Print every record below exactly as written.

■ ■ ■ ■ ■

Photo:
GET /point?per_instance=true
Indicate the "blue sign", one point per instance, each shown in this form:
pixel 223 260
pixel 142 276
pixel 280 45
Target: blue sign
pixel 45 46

■ ■ ■ ■ ■

- Task solution
Photo:
GET /point?per_instance=true
Indicate the "blue sign", one point per instance, each shown in this form:
pixel 223 260
pixel 142 276
pixel 280 45
Target: blue sign
pixel 45 46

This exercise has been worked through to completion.